_Problem details_
Pull out every line of the records below that contains the string "cloud", treating uppercase and lowercase as different.

— Start of The records —

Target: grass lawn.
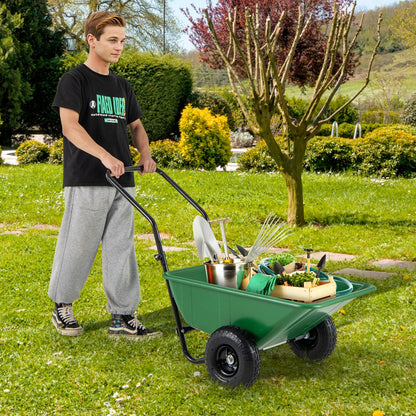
[0,165,416,416]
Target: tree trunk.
[269,133,306,227]
[282,169,305,227]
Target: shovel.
[273,261,289,286]
[316,254,326,279]
[193,216,221,263]
[235,244,248,257]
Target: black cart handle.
[105,165,209,272]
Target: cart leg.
[288,316,337,361]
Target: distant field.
[287,48,416,101]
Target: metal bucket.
[204,262,252,289]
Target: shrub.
[402,95,416,126]
[112,51,192,141]
[304,136,354,172]
[129,145,140,166]
[230,129,254,148]
[352,127,416,177]
[150,139,186,169]
[189,91,235,130]
[215,87,250,130]
[16,140,50,165]
[238,140,278,173]
[49,138,64,165]
[179,105,232,170]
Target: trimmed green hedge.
[189,91,235,131]
[16,140,50,165]
[239,125,416,178]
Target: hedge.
[62,50,192,141]
[239,125,416,178]
[113,51,192,141]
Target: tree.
[0,0,64,142]
[391,1,416,47]
[48,0,179,52]
[197,2,381,226]
[184,0,356,86]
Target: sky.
[172,0,399,51]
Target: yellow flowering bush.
[179,105,232,170]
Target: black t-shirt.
[52,64,143,186]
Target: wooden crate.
[270,276,337,303]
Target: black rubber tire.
[205,326,260,388]
[288,317,337,361]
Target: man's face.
[90,26,126,64]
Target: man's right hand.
[101,154,124,179]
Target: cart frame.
[106,166,376,387]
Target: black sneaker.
[52,303,82,337]
[108,315,162,340]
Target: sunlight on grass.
[0,165,416,416]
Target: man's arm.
[129,119,156,173]
[59,107,125,178]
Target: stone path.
[144,234,416,280]
[1,150,416,279]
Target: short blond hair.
[85,11,126,40]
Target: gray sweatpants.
[49,186,140,315]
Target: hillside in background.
[188,2,416,98]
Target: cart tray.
[163,265,376,349]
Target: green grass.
[0,165,416,416]
[286,48,416,103]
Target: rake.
[246,213,293,263]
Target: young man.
[49,12,159,339]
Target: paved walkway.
[1,150,17,165]
[1,150,416,279]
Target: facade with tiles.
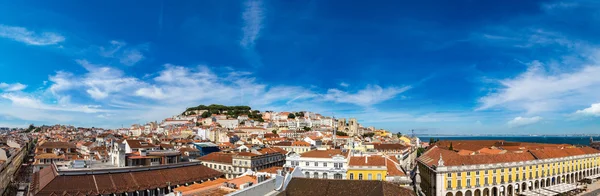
[285,149,348,179]
[417,146,600,196]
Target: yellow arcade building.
[417,140,600,196]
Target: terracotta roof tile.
[300,149,348,158]
[348,156,385,166]
[198,152,234,164]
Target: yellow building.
[346,155,387,181]
[417,141,600,196]
[373,129,391,137]
[399,136,410,145]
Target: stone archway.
[465,190,473,196]
[475,189,481,196]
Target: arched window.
[333,174,342,179]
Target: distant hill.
[182,104,263,122]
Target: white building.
[285,149,348,179]
[217,119,239,129]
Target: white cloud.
[0,93,104,113]
[120,49,144,66]
[0,24,65,46]
[56,60,144,99]
[507,116,542,127]
[98,40,148,66]
[0,82,27,92]
[324,85,411,107]
[575,103,600,117]
[240,0,264,48]
[477,61,600,113]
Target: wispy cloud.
[477,58,600,113]
[324,85,411,107]
[575,103,600,117]
[98,40,148,66]
[0,24,65,46]
[0,82,27,92]
[240,0,264,48]
[0,93,104,113]
[507,116,542,127]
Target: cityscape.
[0,0,600,196]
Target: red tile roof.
[348,156,385,166]
[31,164,223,195]
[300,149,348,158]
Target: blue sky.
[0,0,600,134]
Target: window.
[333,174,342,179]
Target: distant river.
[419,136,600,145]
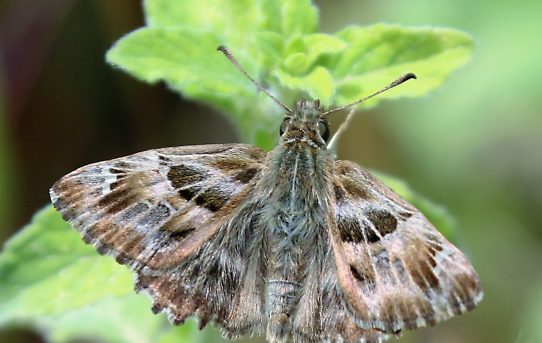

— End of The records —

_Task response_
Target: white cloud.
Target: wispy cloud.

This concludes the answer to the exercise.